- [PASSAGE]
==================================================
Detroit Council urges elected leaders, institutions to restore affirmative action
Detroit — The City Council is urging the Legislature to state steps toward restoring affirmative action in Michigan.
Detroit's nine-member council unanimously approved a resolution on Tuesday encouraging elected leaders, influential corporations and state residents to "move as swiftly as possible" to bring back affirmative action in Michigan by amending the state's constitution.
The resolution, sponsored by Detroit City Councilman Andre Spivey and joined by President Brenda Jones, contends "structural and systematic racial bias" in the country throughout history resulted in the successful Nov. 7, 2006, ballot initiative that prohibits the use of affirmative action in Michigan.
With the passage of "Proposition 2" in the state, it has been illegal for colleges and universities to consider race in admissions since.
==================================================
- [Referring expression data]
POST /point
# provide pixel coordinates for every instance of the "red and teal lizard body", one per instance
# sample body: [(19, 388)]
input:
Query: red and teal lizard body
==================================================
- [ACTIONS TO TAKE]
[1] From the Detroit Council article, reproduce verbatim the part that opens with the words containing "Detroit Council urges" and closes with "restoring affirmative action in Michigan.".
[2] According to the Detroit Council article, which council member sponsored the resolution?

- [TASK SOLUTIONS]
[1]
Detroit Council urges elected leaders, institutions to restore affirmative action
Detroit — The City Council is urging the Legislature to state steps toward restoring affirmative action in Michigan.

[2] Detroit City Councilman Andre Spivey sponsored the resolution.